▶ **Work order**: Print out the entries exactly, and include each one.

▶ **Records for the task**:
○ ○ ○

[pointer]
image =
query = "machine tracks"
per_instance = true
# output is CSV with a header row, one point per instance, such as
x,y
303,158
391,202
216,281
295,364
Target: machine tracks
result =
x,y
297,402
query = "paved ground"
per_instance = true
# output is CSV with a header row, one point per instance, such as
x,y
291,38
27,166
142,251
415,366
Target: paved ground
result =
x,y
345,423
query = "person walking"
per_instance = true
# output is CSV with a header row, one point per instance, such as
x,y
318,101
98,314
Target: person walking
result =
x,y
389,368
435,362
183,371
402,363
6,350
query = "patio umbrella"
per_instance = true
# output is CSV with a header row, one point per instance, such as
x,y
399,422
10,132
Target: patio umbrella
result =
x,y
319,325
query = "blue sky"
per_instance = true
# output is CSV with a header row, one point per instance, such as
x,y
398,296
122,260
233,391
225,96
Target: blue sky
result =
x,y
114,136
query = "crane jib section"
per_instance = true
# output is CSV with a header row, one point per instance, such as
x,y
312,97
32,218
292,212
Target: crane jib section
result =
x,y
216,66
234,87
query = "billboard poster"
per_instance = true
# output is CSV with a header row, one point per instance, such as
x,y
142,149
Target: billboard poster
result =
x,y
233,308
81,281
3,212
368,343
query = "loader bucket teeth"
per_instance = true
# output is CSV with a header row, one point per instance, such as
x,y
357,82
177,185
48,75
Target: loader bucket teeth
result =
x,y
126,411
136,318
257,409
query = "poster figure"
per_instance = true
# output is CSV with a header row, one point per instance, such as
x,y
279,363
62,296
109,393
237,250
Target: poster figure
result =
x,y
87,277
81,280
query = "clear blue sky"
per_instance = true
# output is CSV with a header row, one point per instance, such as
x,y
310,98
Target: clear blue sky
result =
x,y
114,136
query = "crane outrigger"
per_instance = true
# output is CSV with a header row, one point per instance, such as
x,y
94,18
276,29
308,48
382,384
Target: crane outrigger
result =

○ ○ ○

▶ **Exercise output**:
[pointer]
image =
query = "machine tracks"
per_instance = true
# output is CSV with a header row, one point per instance, such as
x,y
303,158
391,202
216,281
295,364
Target: machine tracks
result =
x,y
297,402
query = "paved ground"
per_instance = true
# output is CSV with a header row, one point per instance, such as
x,y
291,38
27,166
142,251
415,366
Target: paved ground
result =
x,y
345,423
query = "person walking"
per_instance = true
# output is CSV with a header row, one point per instance, such as
x,y
318,101
98,314
Target: person walking
result =
x,y
389,368
435,362
183,371
402,363
6,350
query = "patio umbrella"
per_instance = true
# output is CSV with a header row, one point per instance, such as
x,y
399,422
10,132
Target: patio umbrella
result =
x,y
319,325
query = "blue sky"
per_instance = true
# output is CSV with a header row, one point per instance, such as
x,y
398,296
122,260
233,391
225,96
Target: blue sky
result =
x,y
114,136
query = "crane jib section"
per_instance = true
# output is CSV with a header row, one point per instance, such as
x,y
312,97
32,218
292,212
Target: crane jib section
result =
x,y
216,66
234,87
query = "billboard poster"
per_instance = true
# output is CSV with a header row, one point per instance, such as
x,y
142,149
Target: billboard poster
result =
x,y
233,308
81,281
3,212
368,343
query = "loader bucket teeth"
per_instance = true
# output is CSV with a header row, one point per instance, such as
x,y
357,82
177,185
48,75
Target: loader bucket teeth
result =
x,y
126,411
136,318
257,409
query = "poster figure"
per_instance = true
# output is CSV with a header row, one point per instance, such as
x,y
279,363
62,296
109,393
237,250
Target: poster figure
result =
x,y
87,277
81,280
query = "clear blue sky"
per_instance = true
# output is CSV with a header row, one point per instance, such as
x,y
310,98
Target: clear blue sky
result =
x,y
114,136
query = "crane outrigger"
per_instance = true
# output is CSV with a header row, one point per instance, such as
x,y
94,18
276,29
308,48
382,384
Target: crane outrigger
result =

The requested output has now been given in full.